● **PASSAGE SHOWN**
§ §
The goal is not to get it right. The goal is to pay attention; to see things with new eyes; to meet life’s hardness with the elasticity of imagination and compassion; and to ever-radically expand the horizon of possibility. Make the art you need to make.
And this really goes out to the practitioners in the back who work so hard to maintain their beige political neutrality; who refuse to even performatively acknowledge the racism in and around our profession, while cashing their checks on the backs of a proud history of activists who fought for the continued existence of acupuncture.
You can peddle ear seeds at “In GOOP Health” summits, whitewash your social media accounts, refuse to professionally acknowledge anything happening in the real world, and bend whatever reality you need to support a patently racist and anti-immigration political administration. But guess what? Your work is queer, too.
No matter how much you instrumentalize yourself for capitalism, and purport yourself as evidence-based and science-backed to legitimize yourself via some sort of cis professionalism, the truth is the American Medical Association, the DHHS, the pharmaceutical industry, and all of the insurance companies still fundamentally regard us all as subway rats, who shriek and scatter anytime the “true” light of evidence-based biomedicine turns on. You exist entirely at the margins whether you choose to see it or not. You’re queer.
Every year since I have been licensed, since the Bush Administration, I see articles in Time and CNN about how acupuncture is "going mainstream," and our schools' Instagram accounts are quick to repost them, as if the print legitimacy will miraculously boost enrollment or sooth their current students' anxiety about paying the exorbitant tuitions which fail debt-to-earning ratio. And yet every year, more schools are closing, fewer insurance companies cover our services, or the reimbursements become less and less. Can we give this up already?
§ §
● **INFORMATION**

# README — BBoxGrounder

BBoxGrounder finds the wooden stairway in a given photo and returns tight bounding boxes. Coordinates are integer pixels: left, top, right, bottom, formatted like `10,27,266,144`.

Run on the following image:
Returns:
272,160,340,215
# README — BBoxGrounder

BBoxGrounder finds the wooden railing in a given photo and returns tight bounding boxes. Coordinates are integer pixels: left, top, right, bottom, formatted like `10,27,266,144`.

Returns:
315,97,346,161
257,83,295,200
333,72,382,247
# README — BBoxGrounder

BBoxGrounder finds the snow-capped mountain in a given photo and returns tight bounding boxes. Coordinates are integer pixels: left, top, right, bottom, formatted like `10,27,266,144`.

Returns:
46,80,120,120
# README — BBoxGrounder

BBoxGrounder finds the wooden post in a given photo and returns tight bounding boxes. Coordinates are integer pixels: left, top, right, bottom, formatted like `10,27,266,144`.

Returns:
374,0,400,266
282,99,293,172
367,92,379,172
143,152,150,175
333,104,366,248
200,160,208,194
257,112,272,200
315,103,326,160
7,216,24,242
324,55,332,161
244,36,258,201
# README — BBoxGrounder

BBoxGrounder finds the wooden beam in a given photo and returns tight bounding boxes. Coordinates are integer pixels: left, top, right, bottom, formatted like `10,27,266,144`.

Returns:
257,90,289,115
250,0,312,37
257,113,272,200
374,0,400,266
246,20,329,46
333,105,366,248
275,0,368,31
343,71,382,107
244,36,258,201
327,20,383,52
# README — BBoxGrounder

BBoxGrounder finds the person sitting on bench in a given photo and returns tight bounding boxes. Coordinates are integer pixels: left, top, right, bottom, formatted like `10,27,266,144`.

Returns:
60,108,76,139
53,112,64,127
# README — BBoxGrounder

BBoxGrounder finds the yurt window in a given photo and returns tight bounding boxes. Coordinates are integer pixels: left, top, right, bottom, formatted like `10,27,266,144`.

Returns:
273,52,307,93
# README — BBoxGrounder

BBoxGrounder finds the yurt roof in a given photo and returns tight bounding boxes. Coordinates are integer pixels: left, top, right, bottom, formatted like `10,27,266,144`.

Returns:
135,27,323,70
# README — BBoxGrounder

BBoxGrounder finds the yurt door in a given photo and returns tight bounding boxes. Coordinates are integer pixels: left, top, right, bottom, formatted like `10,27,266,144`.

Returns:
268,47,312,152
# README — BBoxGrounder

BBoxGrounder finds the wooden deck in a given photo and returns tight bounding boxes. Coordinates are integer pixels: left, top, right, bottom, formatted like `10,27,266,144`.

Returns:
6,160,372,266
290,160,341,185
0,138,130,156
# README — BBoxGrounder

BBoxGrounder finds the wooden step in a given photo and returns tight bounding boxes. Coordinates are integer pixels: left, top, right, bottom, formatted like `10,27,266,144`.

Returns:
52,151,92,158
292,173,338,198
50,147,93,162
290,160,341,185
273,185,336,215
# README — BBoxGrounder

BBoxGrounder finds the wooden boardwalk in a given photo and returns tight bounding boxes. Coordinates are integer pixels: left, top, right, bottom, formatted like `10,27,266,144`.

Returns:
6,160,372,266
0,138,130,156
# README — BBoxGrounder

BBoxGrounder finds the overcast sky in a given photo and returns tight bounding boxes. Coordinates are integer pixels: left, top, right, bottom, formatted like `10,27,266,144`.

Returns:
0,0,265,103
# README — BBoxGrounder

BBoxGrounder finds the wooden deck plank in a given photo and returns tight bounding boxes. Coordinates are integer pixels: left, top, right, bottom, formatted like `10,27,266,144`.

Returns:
§ §
● **TASK TO CARRY OUT**
Continue the passage about acupuncture practitioners and their profession's place at the margins, starting after its last sentence.

● **EXERCISE OUTPUT**
We are queer medicine. To assimilate into Western models misses the point entirely: our defining feature is as a contrast and criticism of the didacticism, utilitarianism and narrowness of biomedicine. We are anti-capitalist, matriarchal, non-Caucasian medicine which predates the Age of Reason!
Of course the over-cultural imagination deems us silly and without utility! What we do should be illegible, annoying, and adversarial to mainstream medicine.
If I’m doing my job right, I should be baffling and antagonizing to a gastroenterologist. I pray there are urologists out there eye-rolling about me.
Acupuncture will never be mainstream medicine in America, because "mainstream in America" means it must simultaneously appeal to the health concerns of cis straight white men and be grotesquely profitable for them. Hence the only true mainstream medicine in America is Lipitor, Cialis, Prilosec and OxyContin. I have no interest in this form of health.
We are never going to be enough–scientific enough, evidence-based enough, profitable enough, legitimate enough–to make Daddy love us.
Daddy will never love us.
So keep it, Daddy. Let it go.
Our queer job is to point our finger to the future–to dream of the other and then make it real–insisting on a separate and sovereign set of values; values that might make life worth living.
Not only do I not want to be what they think is the right thing, fuck the right thing.
Fuck Blue Shield. Fuck the Sacklers. Fuck the DHHS. Fuck everyone.
Run from America. Be repellant. Embrace and embody your wild monstrosity.
Happy Pride from Diet Poke!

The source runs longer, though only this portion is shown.